- _EXERCISE DESCRIPTION_: In your copy, repeat the records exactly and leave out the pictures.

- _SOURCE RECORDS_:
-- Opening Marker --
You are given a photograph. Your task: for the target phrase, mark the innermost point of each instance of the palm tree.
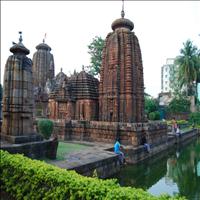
(189, 66)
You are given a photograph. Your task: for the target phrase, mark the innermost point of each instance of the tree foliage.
(151, 108)
(95, 51)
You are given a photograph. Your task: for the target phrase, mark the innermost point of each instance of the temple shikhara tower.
(18, 101)
(121, 90)
(43, 65)
(43, 70)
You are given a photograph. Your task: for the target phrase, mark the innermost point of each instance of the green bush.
(45, 127)
(24, 178)
(154, 115)
(194, 118)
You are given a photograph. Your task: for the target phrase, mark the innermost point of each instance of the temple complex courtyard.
(59, 132)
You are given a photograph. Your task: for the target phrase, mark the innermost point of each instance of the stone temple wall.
(99, 131)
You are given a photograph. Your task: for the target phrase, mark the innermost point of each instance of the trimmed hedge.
(24, 178)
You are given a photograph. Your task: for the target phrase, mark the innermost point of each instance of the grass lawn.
(66, 148)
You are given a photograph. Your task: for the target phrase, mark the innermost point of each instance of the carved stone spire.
(122, 12)
(19, 48)
(18, 101)
(121, 90)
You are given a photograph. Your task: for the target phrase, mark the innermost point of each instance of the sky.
(70, 26)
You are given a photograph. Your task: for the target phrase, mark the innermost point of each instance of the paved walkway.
(95, 152)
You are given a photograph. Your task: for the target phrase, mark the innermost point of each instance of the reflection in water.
(177, 172)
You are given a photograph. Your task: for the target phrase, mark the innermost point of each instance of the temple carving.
(18, 100)
(121, 89)
(43, 70)
(74, 97)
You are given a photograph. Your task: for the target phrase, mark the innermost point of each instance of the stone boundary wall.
(107, 132)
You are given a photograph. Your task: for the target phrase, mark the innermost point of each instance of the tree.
(189, 67)
(151, 108)
(95, 50)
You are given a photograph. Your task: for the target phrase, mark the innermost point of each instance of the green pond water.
(174, 172)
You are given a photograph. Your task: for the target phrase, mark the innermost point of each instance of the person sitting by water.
(117, 147)
(174, 125)
(178, 131)
(144, 142)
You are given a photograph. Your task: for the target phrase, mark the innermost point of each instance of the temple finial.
(20, 37)
(122, 12)
(45, 35)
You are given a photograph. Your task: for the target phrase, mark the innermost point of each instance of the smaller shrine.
(18, 134)
(74, 97)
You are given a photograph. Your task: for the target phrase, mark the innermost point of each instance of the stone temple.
(18, 101)
(18, 134)
(121, 90)
(43, 70)
(74, 97)
(85, 109)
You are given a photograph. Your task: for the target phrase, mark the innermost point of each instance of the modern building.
(166, 72)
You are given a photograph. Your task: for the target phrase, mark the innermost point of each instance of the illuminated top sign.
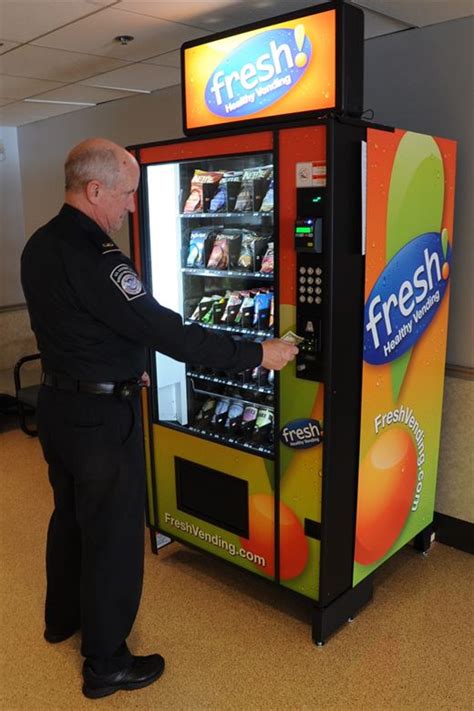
(272, 71)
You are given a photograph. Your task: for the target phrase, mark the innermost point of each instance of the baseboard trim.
(454, 532)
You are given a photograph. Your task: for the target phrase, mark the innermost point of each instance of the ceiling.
(58, 56)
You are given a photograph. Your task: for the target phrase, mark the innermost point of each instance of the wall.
(11, 219)
(418, 79)
(44, 145)
(422, 79)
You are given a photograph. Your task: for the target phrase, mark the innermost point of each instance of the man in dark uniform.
(93, 320)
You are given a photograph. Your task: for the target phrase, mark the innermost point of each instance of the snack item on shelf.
(263, 429)
(267, 261)
(226, 249)
(246, 312)
(203, 307)
(232, 308)
(234, 417)
(249, 419)
(195, 200)
(229, 183)
(205, 414)
(214, 315)
(267, 204)
(199, 246)
(260, 375)
(261, 319)
(254, 184)
(251, 251)
(219, 417)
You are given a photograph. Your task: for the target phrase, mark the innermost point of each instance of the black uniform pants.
(94, 557)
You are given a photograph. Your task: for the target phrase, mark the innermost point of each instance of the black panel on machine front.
(212, 496)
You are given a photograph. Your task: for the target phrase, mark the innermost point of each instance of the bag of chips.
(204, 306)
(253, 188)
(195, 200)
(267, 204)
(200, 246)
(226, 249)
(267, 261)
(229, 183)
(261, 319)
(251, 251)
(206, 413)
(232, 308)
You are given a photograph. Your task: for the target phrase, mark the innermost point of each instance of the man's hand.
(276, 353)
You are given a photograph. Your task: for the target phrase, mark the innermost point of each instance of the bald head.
(101, 181)
(95, 159)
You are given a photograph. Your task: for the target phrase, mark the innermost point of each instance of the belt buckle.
(126, 389)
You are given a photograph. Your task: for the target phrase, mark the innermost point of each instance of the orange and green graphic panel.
(255, 553)
(410, 204)
(301, 401)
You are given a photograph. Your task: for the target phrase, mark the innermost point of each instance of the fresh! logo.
(258, 72)
(302, 434)
(406, 297)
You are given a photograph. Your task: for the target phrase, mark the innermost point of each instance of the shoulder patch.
(126, 279)
(107, 247)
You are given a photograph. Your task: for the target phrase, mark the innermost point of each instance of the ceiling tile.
(81, 92)
(19, 113)
(199, 13)
(376, 24)
(143, 77)
(19, 87)
(421, 12)
(95, 35)
(43, 16)
(57, 65)
(5, 46)
(170, 59)
(216, 15)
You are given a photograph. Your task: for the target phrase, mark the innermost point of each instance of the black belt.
(62, 382)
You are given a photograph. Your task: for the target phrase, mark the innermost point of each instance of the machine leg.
(422, 541)
(154, 547)
(327, 620)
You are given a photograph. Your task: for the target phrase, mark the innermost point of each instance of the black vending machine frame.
(344, 271)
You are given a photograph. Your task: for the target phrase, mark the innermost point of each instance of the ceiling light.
(67, 103)
(121, 88)
(124, 39)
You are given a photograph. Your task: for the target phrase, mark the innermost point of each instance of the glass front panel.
(211, 234)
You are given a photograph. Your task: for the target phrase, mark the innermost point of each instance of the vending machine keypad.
(309, 281)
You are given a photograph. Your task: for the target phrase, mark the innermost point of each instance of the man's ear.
(93, 191)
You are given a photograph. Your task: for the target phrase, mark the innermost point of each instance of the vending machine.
(283, 214)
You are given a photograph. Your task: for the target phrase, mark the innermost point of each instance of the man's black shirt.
(93, 318)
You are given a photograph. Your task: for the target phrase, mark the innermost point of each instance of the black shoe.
(142, 672)
(54, 637)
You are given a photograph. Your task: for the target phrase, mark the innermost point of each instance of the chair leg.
(22, 416)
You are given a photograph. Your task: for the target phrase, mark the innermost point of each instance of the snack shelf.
(248, 446)
(227, 273)
(210, 393)
(268, 389)
(232, 329)
(220, 215)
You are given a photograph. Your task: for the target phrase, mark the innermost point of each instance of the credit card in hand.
(291, 337)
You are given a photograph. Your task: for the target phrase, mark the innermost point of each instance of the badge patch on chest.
(127, 281)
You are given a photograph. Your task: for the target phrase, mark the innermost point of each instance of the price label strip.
(290, 337)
-- Closing Marker --
- _RESULT OF THIS EXERCISE_:
You are given a photograph. Your task: for the target phrase, mark the innermost point of each instance of the palm tree.
(189, 66)
You are given a photograph. Your task: for the target phrase, mark the innermost point of each instance of the tree foliage.
(151, 108)
(95, 51)
You are given a photograph. Your task: for the target phrase, mark the innermost point of each instance of the temple shikhara tower.
(18, 101)
(121, 90)
(43, 65)
(43, 70)
You are given a photograph. Your task: for the target phrase, mark the innermost point of each instance of the green bush.
(45, 127)
(24, 178)
(154, 115)
(194, 118)
You are given a photograph. Your task: for the target phrase, mark the innermost point of each instance of the temple complex courtyard.
(59, 132)
You are given a photograph. Your task: for the target phrase, mark the innermost point of each instance of the stone temple wall.
(99, 131)
You are given a photograph. Your task: for the target phrase, mark the innermost point of each instance of the trimmed hedge.
(24, 178)
You are given a photograph. Your task: for the target phrase, mark the innermost point of each instance of the grass lawn.
(66, 148)
You are given a photograph. Your task: for the target phrase, mark the innermost point of each instance of the carved stone spire.
(122, 12)
(19, 48)
(18, 101)
(121, 90)
You are given a photograph. Your task: for the target phrase, mark the innermost point of each instance of the sky.
(70, 26)
You are given a photograph. Your task: for the target phrase, mark the innermost point of each instance of the paved walkway.
(95, 152)
You are given a photograph. Your task: for the target phrase, mark the innermost point of each instance of the reflection in water.
(177, 172)
You are given a photograph. Your task: for the target phrase, mark the innermost point of each instance of the temple carving.
(18, 100)
(121, 89)
(43, 70)
(74, 97)
You are given a photograph. Your task: for the target phrase, mark the innermost point of each instance of the stone boundary wall.
(107, 132)
You are given a photograph. Your task: for the target phrase, mark the innermost point of each instance of the tree.
(189, 67)
(151, 108)
(95, 50)
You are given a photograph. Your task: for the target phrase, mark the innermost point of each instance of the green pond water.
(174, 172)
You are given a photograph. Your task: for the target phrase, mark the innermost point of each instance of the person sitting by water.
(117, 147)
(174, 125)
(178, 131)
(144, 142)
You are given a photograph. Your task: for the target phrase, mark the innermost point of each instance of the temple finial.
(20, 37)
(122, 12)
(45, 35)
You are given a photograph. Your task: for the target phrase, mark the innermost point of each instance of the smaller shrine.
(18, 134)
(74, 97)
You are given a photograph. Your task: for the target phrase, mark the innermost point of each instance of the stone temple.
(18, 101)
(18, 134)
(121, 90)
(43, 70)
(74, 97)
(85, 109)
You are given a photograph. Your task: for the target phrase, mark the innermost point of each instance of the modern building.
(166, 72)
You are given a photograph. Your task: for the target phrase, mark the innermost point of each instance of the illuminated top sign.
(272, 71)
You are given a photograph. Your task: for the target phrase, mark the innermost point of each instance of the baseboard trim.
(454, 532)
You are given a photograph. Your task: for the target phrase, mark the innermost point of each instance of the ceiling.
(58, 56)
You are given a photograph. Your task: for the target phrase, mark the innermost point of each instance of the wall.
(11, 219)
(418, 79)
(44, 145)
(422, 79)
You are given a photograph. Your task: for the target phrase, mark the innermost point of each instance of the man in dark uniform.
(93, 320)
You are given a photograph. Your task: for the target phrase, mark the innermost point of each instance of the snack item on shelf.
(263, 429)
(267, 261)
(226, 249)
(246, 312)
(203, 307)
(232, 308)
(234, 417)
(249, 419)
(195, 200)
(229, 183)
(205, 414)
(214, 315)
(267, 204)
(199, 246)
(260, 375)
(261, 319)
(254, 184)
(251, 251)
(219, 417)
You are given a photograph. Your task: for the target phrase, mark the innermost point of each instance of the black uniform pants.
(94, 557)
You are given a photograph. Your task: for the target phrase, mark the innermost point of each instance of the black panel on machine front.
(212, 496)
You are given a photograph. Your task: for the target phrase, mark the innermost point of each instance of the bag of chips.
(204, 306)
(253, 188)
(195, 200)
(267, 204)
(200, 246)
(226, 249)
(267, 261)
(229, 183)
(261, 319)
(251, 251)
(206, 413)
(232, 308)
You are given a photograph. Your task: for the target phrase, mark the innermost point of each instance of the man's hand.
(276, 353)
You are given a photograph. Your task: for the target phrase, mark the innermost point of each instance of the bald head.
(101, 181)
(95, 159)
You are given a photograph. Your task: for the target phrase, mark the innermost point of each instance of the belt buckle.
(126, 389)
You are given a photograph. Your task: for the target phrase, mark the innermost point of each instance of the orange and green graphic panel.
(255, 553)
(410, 204)
(301, 401)
You are given a photograph. Your task: for the target phrase, mark the innermost point of each instance of the fresh! logo.
(258, 72)
(302, 434)
(406, 297)
You are given a photograph. Your task: for the target phrase, mark the innermost point of each instance of the shoulder patch.
(126, 279)
(107, 247)
You are given a photograph. Your task: for the target phrase, mark the innermost point of each instance of the ceiling tile.
(81, 92)
(19, 113)
(199, 13)
(376, 24)
(143, 77)
(19, 87)
(421, 12)
(95, 35)
(43, 16)
(57, 65)
(5, 46)
(170, 59)
(216, 15)
You are given a photograph. Your task: for the target phrase, mark the innermost point of each instance of the black belt.
(62, 382)
You are given a photograph. Your task: for the target phrase, mark the innermost point of each instance of the machine leg.
(422, 541)
(154, 547)
(327, 620)
You are given a photograph. Your task: for the target phrase, mark the innermost point of each instance of the black vending machine frame.
(344, 271)
You are given a photograph. Your task: for the target phrase, mark the innermost point of each instance of the ceiling light.
(67, 103)
(121, 88)
(124, 39)
You are given a photograph. Your task: for the target phrase, mark the innermost point of each instance of the glass front panel.
(211, 234)
You are given a photograph. Your task: for the target phrase, mark the innermost point of each instance of the vending machine keypad.
(309, 281)
You are given a photograph. Your task: for the target phrase, mark the innermost point of each instance of the man's ear.
(93, 191)
You are given a photograph. Your task: for the target phrase, mark the innermost point of each instance of the vending machine.
(283, 214)
You are given a photograph. Your task: for the target phrase, mark the innermost point of each instance of the man's black shirt.
(93, 318)
You are given a photograph. Your task: for the target phrase, mark the innermost point of each instance of the black shoe.
(142, 672)
(54, 637)
You are given a photograph. Your task: for the target phrase, mark the innermost point of each instance of the chair leg.
(22, 416)
You are given a photograph. Your task: for the target phrase, mark the innermost point of each instance of the snack shelf.
(248, 446)
(227, 273)
(210, 393)
(268, 389)
(232, 329)
(220, 215)
You are given a photograph. Your task: for the target phrase, mark the innermost point of each instance of the credit card in hand.
(291, 337)
You are given a photograph. Your task: for the target phrase, mark the innermost point of each instance of the badge patch on chest.
(127, 281)
You are given a photograph. Your task: for the target phrase, mark the innermost point of each instance of the price label strip.
(290, 337)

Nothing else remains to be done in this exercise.